Print, unchanged, the line containing "One point belongs on each instance of the white light" along with all lines that follow it to the end of the listing.

*** Block opens ***

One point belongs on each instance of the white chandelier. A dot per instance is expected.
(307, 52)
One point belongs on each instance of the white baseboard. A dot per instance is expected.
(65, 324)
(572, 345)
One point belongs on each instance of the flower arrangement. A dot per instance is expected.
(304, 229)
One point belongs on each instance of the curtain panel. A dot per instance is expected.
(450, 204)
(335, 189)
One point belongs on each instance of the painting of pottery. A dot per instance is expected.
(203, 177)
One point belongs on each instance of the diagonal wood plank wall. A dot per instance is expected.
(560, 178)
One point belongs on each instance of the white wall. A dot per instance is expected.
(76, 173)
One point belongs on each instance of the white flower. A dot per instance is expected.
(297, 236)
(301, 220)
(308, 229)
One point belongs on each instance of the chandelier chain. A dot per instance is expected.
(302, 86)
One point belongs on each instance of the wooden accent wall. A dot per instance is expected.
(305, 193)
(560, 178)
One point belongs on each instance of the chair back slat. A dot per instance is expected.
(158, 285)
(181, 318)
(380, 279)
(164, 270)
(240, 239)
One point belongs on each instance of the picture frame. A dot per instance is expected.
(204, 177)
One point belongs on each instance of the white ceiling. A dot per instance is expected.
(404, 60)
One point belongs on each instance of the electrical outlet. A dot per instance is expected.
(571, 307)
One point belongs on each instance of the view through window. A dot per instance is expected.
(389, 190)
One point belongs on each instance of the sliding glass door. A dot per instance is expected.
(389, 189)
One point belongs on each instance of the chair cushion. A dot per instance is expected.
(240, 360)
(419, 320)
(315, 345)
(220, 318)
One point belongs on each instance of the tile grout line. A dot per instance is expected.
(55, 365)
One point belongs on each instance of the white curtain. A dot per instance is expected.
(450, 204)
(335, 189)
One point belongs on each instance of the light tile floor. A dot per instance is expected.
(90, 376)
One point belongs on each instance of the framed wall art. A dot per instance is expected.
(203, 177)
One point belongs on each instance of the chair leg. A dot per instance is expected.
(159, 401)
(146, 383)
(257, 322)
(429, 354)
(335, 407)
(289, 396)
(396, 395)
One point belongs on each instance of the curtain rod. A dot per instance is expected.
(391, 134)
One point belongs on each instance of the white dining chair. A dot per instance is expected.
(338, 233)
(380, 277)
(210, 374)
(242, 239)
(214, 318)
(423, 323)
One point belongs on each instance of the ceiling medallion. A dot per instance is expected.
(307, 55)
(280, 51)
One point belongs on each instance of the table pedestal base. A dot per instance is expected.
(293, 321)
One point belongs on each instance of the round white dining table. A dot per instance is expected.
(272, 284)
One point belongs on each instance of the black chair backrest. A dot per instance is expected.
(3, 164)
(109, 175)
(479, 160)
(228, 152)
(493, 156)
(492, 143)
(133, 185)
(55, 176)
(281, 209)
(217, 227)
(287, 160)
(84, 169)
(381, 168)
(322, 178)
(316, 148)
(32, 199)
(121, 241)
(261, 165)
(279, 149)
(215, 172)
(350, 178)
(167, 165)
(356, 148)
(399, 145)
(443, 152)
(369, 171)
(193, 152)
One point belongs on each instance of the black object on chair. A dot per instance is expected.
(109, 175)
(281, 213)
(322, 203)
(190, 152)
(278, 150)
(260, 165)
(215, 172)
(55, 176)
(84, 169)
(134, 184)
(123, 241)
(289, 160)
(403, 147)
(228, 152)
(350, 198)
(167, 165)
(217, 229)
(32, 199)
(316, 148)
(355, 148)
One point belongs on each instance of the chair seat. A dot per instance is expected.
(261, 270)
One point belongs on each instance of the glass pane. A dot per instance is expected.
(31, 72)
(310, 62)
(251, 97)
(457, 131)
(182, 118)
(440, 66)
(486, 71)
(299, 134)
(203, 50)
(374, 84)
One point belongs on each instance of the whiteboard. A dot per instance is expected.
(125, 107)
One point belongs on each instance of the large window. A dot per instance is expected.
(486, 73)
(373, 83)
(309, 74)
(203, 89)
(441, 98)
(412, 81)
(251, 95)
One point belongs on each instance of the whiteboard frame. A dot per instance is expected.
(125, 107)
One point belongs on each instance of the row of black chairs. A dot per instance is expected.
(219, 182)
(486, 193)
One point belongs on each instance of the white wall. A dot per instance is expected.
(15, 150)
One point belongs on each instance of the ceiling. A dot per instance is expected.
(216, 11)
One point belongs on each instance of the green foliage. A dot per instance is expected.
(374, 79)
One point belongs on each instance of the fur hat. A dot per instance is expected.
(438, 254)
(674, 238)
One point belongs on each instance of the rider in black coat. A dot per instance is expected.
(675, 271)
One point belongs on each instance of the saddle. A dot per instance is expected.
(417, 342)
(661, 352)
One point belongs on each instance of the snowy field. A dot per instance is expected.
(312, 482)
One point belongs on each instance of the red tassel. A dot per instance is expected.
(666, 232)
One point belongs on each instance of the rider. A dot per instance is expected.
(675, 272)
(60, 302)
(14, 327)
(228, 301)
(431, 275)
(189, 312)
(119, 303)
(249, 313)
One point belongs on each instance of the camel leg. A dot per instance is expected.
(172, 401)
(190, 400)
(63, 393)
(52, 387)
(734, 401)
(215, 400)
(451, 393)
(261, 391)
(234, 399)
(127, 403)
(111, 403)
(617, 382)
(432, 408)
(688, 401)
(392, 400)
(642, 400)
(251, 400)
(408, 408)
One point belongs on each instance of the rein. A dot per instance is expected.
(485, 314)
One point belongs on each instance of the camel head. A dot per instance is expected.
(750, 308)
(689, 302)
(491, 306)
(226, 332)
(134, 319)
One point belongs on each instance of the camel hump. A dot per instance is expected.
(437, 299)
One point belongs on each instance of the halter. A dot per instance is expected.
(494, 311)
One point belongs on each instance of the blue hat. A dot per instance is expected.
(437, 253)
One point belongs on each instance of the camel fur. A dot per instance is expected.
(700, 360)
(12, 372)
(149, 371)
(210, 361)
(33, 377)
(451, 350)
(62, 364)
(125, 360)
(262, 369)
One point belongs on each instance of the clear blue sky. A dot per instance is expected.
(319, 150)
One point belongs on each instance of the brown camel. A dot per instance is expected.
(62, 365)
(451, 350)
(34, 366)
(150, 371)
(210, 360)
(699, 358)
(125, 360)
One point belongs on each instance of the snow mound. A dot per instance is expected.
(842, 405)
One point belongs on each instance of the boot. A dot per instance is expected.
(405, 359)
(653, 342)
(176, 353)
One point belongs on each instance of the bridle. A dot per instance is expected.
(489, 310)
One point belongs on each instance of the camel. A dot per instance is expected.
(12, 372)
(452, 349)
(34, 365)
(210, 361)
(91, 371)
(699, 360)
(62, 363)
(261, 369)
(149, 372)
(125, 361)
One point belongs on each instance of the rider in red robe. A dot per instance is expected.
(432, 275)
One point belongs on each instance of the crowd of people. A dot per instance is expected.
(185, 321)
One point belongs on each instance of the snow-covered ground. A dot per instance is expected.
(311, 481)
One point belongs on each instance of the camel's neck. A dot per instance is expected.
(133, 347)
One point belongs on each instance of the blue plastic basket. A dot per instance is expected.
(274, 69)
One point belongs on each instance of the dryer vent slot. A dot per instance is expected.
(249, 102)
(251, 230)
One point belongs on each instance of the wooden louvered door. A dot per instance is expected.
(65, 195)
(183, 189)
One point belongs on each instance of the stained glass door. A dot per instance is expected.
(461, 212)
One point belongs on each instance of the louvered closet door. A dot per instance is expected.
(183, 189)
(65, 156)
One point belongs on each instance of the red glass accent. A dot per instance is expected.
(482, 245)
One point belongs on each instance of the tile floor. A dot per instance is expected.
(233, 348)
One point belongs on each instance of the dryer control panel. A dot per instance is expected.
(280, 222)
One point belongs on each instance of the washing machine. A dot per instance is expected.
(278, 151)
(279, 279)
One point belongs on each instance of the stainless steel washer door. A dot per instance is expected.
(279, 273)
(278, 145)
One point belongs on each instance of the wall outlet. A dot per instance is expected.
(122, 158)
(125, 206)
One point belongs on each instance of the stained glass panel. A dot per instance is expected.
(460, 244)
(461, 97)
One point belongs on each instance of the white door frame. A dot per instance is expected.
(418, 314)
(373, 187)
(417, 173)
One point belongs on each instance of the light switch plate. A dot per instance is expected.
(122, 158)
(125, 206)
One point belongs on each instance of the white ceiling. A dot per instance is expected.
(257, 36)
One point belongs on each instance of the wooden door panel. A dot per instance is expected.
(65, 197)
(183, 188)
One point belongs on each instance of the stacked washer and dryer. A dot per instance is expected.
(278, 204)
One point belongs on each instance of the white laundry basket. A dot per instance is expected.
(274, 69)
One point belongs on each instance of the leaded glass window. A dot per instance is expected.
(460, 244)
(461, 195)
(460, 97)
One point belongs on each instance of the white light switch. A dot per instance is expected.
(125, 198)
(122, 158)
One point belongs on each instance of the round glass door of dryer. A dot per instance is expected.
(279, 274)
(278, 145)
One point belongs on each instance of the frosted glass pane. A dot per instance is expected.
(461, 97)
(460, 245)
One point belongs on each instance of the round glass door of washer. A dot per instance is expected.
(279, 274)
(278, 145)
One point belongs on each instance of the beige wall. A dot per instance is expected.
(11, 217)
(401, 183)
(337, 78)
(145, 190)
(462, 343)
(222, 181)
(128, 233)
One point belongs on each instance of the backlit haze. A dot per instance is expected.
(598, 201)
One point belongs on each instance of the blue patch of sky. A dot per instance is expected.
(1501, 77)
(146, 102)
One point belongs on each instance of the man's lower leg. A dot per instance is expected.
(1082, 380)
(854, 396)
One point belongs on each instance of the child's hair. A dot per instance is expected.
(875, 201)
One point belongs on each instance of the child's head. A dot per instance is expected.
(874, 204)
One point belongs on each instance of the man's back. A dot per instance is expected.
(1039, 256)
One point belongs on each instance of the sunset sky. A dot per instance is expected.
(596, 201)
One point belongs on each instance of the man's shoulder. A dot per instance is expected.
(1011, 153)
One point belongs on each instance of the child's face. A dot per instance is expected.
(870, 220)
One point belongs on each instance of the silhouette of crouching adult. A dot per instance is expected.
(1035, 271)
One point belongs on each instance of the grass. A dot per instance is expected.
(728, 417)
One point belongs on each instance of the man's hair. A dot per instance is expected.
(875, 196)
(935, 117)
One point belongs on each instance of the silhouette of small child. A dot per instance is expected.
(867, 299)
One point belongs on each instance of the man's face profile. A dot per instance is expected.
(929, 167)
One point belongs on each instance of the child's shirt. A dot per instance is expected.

*** Block closes ***

Output below
One point belongs on each instance of the white light switch. A dot per instance is expected.
(125, 198)
(122, 158)
One point belongs on each instance of the round glass door of dryer. A dot per instance is expected.
(279, 274)
(278, 145)
One point belongs on each instance of the frosted glass pane. A dot per instance is expected.
(461, 97)
(460, 245)
One point belongs on each instance of the round glass door of washer. A dot per instance is expected.
(279, 274)
(278, 145)
One point belongs on each instance of the beige wall. A dot per instance is expected.
(11, 217)
(401, 183)
(337, 78)
(145, 190)
(462, 343)
(222, 181)
(128, 233)
One point belongs on each instance of the backlit haze. A dot per instance is expected.
(598, 201)
One point belongs on each instance of the blue patch of sky. A dot per instance is expected.
(1501, 77)
(146, 102)
One point belongs on each instance of the man's lower leg. A dot per instance is expected.
(1082, 380)
(854, 396)
One point belongs on each instance of the child's hair. A dot per instance is expected.
(875, 201)
One point belongs on each instance of the child's head. A dot per instance is expected.
(874, 204)
One point belongs on each instance of the man's back. A dot per instance is expected.
(1039, 256)
One point belongs on each instance of the sunset sky. A dot per instance is expected.
(596, 201)
One point belongs on each instance of the man's shoulder. A dot per instance is expected.
(1011, 153)
One point belongs on each instance of the child's face. A dot per instance is expected.
(870, 220)
One point belongs on each instance of the silhouette of crouching adult. A dot per instance is expected.
(1035, 271)
One point belongs on each instance of the grass. A dot per instance is expected.
(728, 417)
One point belongs on each instance of the man's hair. A dot per instance is expected.
(875, 196)
(935, 117)
One point belongs on each instance of the silhouette of small child. A dot per instance is expected.
(867, 299)
One point belongs on each instance of the man's face profile. A dot per instance is expected.
(929, 167)
One point belongs on each instance of the child's shirt. A dot per instance is expected.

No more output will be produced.